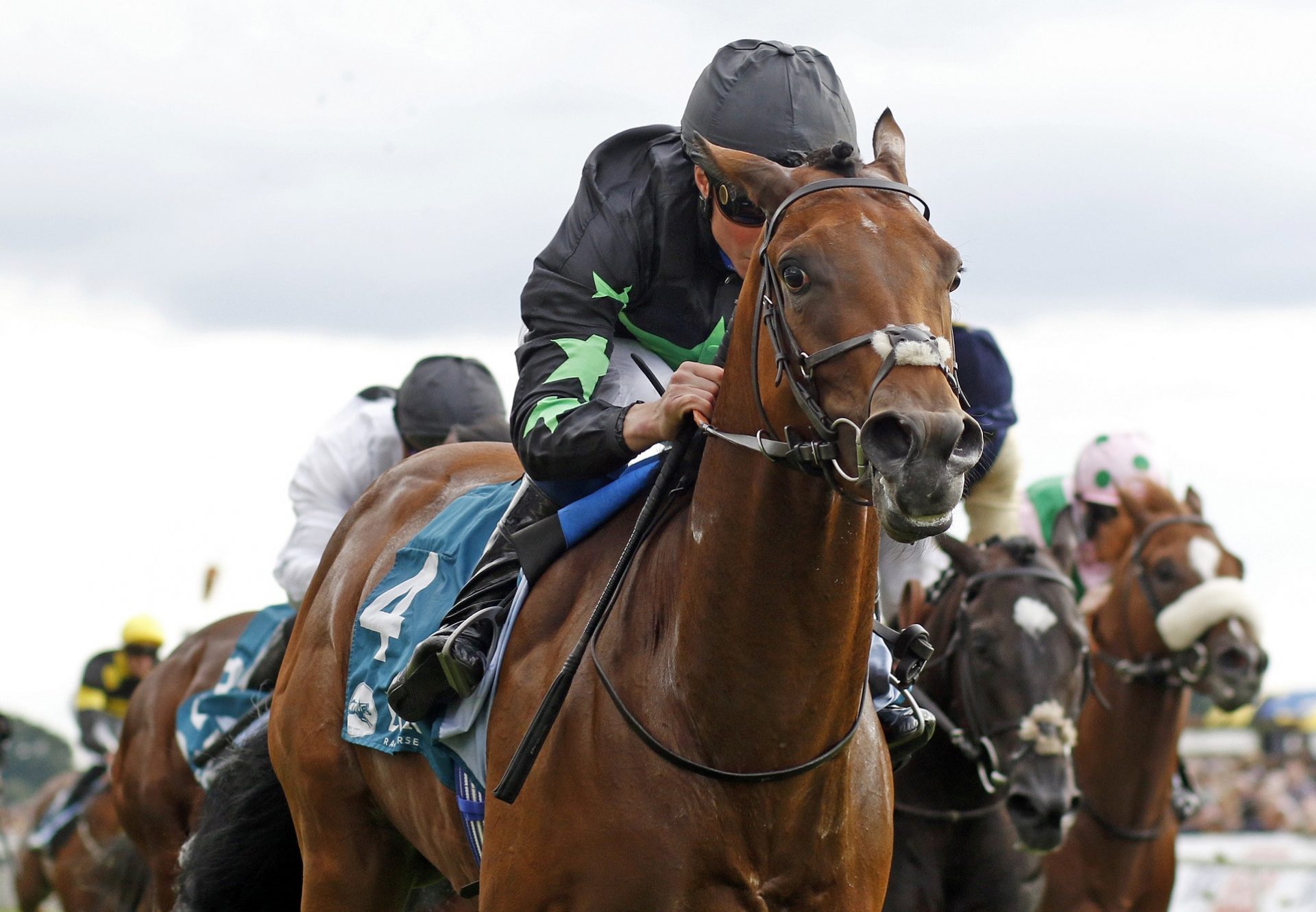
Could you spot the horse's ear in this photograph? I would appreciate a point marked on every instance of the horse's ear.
(1193, 500)
(1135, 508)
(1065, 541)
(914, 604)
(965, 558)
(766, 182)
(888, 147)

⁂

Transcribe every record above exactly, leaving out the pictures.

Response area ::
Could you spot the horse's ear in this photograph? I would appreciate a point marked on every instance of the horse's ear.
(1193, 500)
(1135, 508)
(1065, 541)
(914, 604)
(965, 558)
(766, 182)
(888, 147)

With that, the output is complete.